▶ AIM:
Show each line of the records below that contains the word "bird", copied in full.

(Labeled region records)
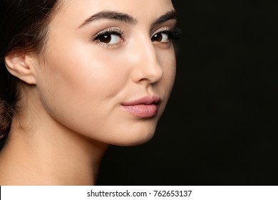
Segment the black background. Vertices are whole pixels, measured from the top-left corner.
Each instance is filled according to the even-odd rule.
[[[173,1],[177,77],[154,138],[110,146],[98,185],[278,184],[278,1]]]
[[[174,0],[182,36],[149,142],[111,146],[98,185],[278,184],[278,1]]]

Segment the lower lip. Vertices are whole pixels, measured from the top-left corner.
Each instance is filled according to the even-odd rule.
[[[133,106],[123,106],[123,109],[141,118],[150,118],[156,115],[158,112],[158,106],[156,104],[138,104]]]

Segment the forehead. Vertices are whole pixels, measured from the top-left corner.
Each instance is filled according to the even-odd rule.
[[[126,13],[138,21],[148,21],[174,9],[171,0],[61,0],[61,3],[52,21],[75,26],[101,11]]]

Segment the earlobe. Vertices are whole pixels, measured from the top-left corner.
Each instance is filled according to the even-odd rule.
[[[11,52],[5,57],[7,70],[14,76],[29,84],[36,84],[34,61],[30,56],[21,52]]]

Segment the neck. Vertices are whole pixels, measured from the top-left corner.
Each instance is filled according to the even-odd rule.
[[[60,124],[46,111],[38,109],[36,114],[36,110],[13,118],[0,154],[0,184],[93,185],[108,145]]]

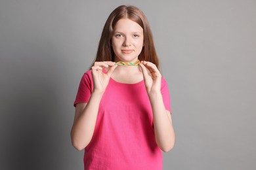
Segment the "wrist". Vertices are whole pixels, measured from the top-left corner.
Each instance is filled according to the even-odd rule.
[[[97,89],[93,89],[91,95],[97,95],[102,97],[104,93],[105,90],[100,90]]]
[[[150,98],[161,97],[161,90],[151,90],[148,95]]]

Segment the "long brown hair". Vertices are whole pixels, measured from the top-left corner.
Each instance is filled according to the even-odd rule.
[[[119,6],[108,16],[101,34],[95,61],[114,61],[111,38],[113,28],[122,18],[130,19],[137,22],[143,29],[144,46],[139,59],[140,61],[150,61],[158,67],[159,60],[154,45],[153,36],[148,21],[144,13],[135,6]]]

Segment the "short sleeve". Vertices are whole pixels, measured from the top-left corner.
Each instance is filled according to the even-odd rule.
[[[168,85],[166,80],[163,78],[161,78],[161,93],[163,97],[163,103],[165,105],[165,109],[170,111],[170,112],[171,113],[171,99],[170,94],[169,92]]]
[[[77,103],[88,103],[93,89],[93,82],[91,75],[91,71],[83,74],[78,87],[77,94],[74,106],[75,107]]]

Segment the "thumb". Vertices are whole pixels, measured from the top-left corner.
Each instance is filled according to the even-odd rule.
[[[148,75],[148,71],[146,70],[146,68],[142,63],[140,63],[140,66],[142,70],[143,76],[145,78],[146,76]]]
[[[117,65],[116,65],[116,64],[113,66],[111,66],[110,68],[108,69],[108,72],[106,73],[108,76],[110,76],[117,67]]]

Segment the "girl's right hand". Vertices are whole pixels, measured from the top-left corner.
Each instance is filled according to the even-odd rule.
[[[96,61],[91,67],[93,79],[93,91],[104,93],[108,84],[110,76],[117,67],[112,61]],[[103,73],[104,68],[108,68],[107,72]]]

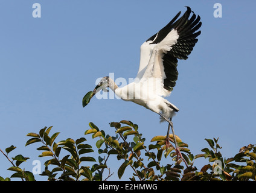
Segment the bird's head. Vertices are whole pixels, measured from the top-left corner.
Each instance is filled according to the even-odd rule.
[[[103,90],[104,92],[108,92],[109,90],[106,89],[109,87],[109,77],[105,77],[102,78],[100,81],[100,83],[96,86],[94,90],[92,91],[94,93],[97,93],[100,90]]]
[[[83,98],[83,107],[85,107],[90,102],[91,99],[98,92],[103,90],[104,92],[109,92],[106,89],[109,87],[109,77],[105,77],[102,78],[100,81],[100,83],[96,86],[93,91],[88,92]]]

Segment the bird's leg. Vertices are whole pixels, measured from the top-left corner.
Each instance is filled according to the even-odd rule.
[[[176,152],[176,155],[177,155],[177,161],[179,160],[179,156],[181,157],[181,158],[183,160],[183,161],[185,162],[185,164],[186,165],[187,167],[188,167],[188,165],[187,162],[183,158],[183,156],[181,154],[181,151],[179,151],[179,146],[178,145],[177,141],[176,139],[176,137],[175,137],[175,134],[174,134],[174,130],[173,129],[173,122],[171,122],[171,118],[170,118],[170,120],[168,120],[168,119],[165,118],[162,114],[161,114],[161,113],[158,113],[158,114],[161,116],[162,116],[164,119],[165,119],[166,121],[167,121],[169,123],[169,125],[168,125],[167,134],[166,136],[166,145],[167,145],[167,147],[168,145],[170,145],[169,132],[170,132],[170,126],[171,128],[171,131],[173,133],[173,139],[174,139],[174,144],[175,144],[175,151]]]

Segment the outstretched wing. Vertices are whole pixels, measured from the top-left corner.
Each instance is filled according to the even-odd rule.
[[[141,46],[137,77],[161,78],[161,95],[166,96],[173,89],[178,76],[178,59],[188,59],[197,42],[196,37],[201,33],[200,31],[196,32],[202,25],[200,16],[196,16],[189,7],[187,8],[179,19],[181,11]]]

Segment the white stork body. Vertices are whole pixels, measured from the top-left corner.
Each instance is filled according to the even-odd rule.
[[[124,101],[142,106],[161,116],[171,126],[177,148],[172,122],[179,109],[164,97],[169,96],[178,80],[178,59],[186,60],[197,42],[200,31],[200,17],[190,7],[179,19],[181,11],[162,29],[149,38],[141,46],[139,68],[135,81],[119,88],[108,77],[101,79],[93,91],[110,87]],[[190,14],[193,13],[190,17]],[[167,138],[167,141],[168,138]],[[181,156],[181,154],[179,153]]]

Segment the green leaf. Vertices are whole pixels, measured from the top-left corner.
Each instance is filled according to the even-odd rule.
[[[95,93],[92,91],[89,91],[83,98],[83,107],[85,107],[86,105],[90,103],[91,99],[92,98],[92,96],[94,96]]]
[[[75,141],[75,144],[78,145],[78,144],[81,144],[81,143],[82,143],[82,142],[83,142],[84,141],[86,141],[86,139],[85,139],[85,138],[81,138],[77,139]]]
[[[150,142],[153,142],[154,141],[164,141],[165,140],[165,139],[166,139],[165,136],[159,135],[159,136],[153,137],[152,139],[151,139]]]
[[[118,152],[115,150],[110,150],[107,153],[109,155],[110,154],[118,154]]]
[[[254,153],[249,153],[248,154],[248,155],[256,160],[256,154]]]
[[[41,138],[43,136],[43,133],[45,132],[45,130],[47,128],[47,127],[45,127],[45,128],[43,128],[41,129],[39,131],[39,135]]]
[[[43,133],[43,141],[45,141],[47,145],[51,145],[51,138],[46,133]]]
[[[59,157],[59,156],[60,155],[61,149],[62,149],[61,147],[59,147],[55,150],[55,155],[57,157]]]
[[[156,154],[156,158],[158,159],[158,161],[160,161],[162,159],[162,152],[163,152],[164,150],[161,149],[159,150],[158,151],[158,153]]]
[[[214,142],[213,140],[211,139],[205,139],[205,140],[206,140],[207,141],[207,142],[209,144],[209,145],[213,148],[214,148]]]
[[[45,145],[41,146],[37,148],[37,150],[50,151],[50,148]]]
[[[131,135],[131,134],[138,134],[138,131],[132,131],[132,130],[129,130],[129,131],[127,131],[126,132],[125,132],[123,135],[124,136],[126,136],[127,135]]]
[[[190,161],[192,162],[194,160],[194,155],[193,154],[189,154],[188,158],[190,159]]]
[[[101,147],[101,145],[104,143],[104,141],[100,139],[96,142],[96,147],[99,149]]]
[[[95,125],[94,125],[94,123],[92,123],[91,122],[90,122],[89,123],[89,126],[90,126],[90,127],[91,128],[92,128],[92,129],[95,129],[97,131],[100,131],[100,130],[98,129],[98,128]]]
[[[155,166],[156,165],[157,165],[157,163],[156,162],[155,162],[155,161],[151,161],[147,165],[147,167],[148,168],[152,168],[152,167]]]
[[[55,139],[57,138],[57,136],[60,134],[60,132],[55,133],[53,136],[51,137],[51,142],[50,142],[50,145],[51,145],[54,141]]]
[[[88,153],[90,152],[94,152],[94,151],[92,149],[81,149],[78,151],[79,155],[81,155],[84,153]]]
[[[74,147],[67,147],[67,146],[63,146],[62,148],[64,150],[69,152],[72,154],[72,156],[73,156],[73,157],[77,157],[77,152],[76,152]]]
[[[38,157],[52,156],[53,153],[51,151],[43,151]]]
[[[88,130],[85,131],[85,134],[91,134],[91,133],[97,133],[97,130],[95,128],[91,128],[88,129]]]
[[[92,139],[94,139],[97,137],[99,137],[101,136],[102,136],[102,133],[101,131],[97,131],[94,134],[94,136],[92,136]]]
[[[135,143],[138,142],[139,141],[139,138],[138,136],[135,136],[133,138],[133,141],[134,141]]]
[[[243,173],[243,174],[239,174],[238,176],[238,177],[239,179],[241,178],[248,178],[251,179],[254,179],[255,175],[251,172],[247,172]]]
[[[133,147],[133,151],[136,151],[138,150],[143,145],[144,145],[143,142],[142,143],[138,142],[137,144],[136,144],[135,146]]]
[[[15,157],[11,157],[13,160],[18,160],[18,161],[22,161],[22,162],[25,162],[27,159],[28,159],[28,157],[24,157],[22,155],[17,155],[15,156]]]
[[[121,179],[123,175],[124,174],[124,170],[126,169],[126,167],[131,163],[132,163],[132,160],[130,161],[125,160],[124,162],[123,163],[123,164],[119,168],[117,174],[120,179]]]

▶ RIGHT ANSWER:
Segment the bird's head. Vertices are whole pixels, measured from the top-left corner.
Segment the bird's leg. Vertices are whole pixels, measured from the top-left corner.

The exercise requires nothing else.